25/04/2012 - 21:00
Em 2011, a bilionária americana Margaret Cargill encabeçou a lista dos maiores doadores do Estados Unidos ao deixar de herança US$ 6 bilhões para duas ONGs. O gesto surpreendeu não apenas pelo elevado valor como também pelo fato de ter ocorrido no período em que a economia americana vivia um de seus períodos mais sombrios. De acordo com o site The Chronicle of Philanthropy, Margaret foi acompanhada por outros 13 milhões de americanos, de todos os estratos sociais, que desembolsaram um total de US$ 10,4 bilhões para causas sociais, no período, o triplo do registrado em 2010. Por aqui, esse fenômeno ganha contornos antagônicos. Enquanto o volume de doações individuais vem caindo (leia quadro abaixo), os desembolsos feitos por instituições empresariais e aquelas ligadas a famílias abastadas não param de crescer.
(esq. para dir.) Joesley Batista, da Fundação JBS; Pinheiro Filho, da Fundação Israel Pinheiro;
Denise Aguiar, da Fundação Bradesco e Jacob Steinberg, do Instituto Rogério Steinberg.
E é isso que deverá mostrar a nova rodada da pesquisa do Gife sobre o investimento social privado, que deve ser concluída até o final do ano.“Investir em ações sociais se tornou parte integrante da estratégia de geração de valor das empresas”, diz Fernando Rossetti, secretário-geral do Gife, entidade que congrega as maiores fundações e institutos ligados a empresas e famílias brasileiras. “E, no caso dos empreendedores, é a forma de deixar um legado para a sociedade.” O último dado disponível, referente a 2010, indica que o chamado terceiro setor movimentou R$ 2 bilhões no País. E tudo indica que o número deverá crescer ainda mais. Isso porque começarão a aparecer no radar do Gife os desembolsos feitos pela safra de ONGs criadas nos últimos três anos.

TAREFAS:
1. Indique se cada afirmação abaixo está de acordo com o texto sobre filantropia, respondendo sim ou não e citando as palavras do texto que decidem a questão.
(a) Margaret Cargill deixou de herança US$ 6 bilhões para duas ONGs.
(b) No Brasil, o volume de doações individuais vem aumentando.
(c) A nova rodada da pesquisa do Gife deve ser concluída até o meio do ano.
2. Responda às perguntas com base no texto sobre filantropia.
(a) Segundo o site The Chronicle of Philanthropy, quantos outros americanos acompanharam Margaret Cargill?
(b) Que cargo Fernando Rossetti ocupa no Gife?
(c) Quanto o terceiro setor movimentou no País em 2010?
3. Extraia do texto sobre filantropia o trecho que se inicia nas palavras "25/04/2012 - 21:00" e termina em "param de crescer.".

LINHAS DE DADOS:
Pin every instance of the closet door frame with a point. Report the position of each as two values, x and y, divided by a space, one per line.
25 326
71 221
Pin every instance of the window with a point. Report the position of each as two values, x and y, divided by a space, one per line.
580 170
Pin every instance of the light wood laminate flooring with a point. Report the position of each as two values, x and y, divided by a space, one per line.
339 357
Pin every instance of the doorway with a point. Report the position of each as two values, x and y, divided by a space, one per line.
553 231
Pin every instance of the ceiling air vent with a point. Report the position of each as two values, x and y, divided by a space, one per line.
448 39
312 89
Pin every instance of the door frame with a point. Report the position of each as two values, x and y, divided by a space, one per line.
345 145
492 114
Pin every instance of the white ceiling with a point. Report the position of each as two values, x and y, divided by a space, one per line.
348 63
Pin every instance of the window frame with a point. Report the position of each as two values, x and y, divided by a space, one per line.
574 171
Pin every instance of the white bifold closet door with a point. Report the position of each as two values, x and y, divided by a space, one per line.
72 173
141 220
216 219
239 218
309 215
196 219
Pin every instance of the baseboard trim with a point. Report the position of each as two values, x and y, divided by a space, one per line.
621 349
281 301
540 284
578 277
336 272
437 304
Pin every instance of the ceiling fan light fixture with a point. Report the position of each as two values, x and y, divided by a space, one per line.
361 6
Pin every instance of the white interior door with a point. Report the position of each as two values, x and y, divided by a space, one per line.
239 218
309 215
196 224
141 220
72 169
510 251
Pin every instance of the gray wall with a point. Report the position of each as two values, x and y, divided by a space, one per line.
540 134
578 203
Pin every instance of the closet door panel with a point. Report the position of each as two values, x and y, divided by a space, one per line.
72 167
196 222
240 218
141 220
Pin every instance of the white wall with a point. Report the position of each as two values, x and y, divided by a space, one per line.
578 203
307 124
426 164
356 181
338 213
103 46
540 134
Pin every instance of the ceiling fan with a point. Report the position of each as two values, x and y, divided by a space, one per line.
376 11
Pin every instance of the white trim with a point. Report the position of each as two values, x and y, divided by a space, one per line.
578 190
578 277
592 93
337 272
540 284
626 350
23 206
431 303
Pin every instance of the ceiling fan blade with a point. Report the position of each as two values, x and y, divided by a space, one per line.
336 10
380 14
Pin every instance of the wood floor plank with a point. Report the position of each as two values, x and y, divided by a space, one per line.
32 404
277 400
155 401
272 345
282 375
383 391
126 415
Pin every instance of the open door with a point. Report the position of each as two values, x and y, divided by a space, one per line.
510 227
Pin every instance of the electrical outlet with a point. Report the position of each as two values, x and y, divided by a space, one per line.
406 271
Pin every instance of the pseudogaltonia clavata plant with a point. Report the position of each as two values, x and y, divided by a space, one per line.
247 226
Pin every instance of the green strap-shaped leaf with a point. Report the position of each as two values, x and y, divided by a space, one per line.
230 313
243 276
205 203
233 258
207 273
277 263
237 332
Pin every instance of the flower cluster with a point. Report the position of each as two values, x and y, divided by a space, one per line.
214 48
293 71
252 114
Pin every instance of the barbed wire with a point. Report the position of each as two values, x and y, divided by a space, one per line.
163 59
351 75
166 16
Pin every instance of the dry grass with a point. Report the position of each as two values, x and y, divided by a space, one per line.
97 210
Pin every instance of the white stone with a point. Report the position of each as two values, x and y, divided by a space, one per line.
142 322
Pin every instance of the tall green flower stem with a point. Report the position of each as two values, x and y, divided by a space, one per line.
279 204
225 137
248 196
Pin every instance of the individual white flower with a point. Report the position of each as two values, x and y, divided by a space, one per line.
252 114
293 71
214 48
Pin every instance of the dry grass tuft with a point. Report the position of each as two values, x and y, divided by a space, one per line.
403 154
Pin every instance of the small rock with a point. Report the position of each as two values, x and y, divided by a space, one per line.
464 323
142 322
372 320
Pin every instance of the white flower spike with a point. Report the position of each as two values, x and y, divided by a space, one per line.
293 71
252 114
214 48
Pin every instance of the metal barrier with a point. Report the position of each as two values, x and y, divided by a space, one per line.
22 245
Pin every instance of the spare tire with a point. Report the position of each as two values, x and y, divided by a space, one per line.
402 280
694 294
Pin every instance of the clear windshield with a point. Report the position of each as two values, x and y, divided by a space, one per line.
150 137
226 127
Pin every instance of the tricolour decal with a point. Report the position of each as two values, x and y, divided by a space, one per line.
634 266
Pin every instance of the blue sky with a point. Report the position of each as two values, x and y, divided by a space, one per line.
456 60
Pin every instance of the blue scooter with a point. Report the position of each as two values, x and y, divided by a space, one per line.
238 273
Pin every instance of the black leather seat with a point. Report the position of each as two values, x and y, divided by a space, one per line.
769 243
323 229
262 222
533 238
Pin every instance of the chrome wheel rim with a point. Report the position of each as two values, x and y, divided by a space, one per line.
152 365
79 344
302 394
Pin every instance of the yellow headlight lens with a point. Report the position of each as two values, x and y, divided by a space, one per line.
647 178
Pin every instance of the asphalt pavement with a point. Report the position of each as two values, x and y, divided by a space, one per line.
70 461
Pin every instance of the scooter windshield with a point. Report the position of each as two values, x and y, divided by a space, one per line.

RESPOSTAS:
1.
(a) Sim: "ao deixar de herança US$ 6 bilhões para duas ONGs"
(b) Não: "Enquanto o volume de doações individuais vem caindo"
(c) Não: "que deve ser concluída até o final do ano"

2.
(a) Outros 13 milhões de americanos.
(b) Secretário-geral.
(c) R$ 2 bilhões.

3.
25/04/2012 - 21:00
Em 2011, a bilionária americana Margaret Cargill encabeçou a lista dos maiores doadores do Estados Unidos ao deixar de herança US$ 6 bilhões para duas ONGs. O gesto surpreendeu não apenas pelo elevado valor como também pelo fato de ter ocorrido no período em que a economia americana vivia um de seus períodos mais sombrios. De acordo com o site The Chronicle of Philanthropy, Margaret foi acompanhada por outros 13 milhões de americanos, de todos os estratos sociais, que desembolsaram um total de US$ 10,4 bilhões para causas sociais, no período, o triplo do registrado em 2010. Por aqui, esse fenômeno ganha contornos antagônicos. Enquanto o volume de doações individuais vem caindo (leia quadro abaixo), os desembolsos feitos por instituições empresariais e aquelas ligadas a famílias abastadas não param de crescer.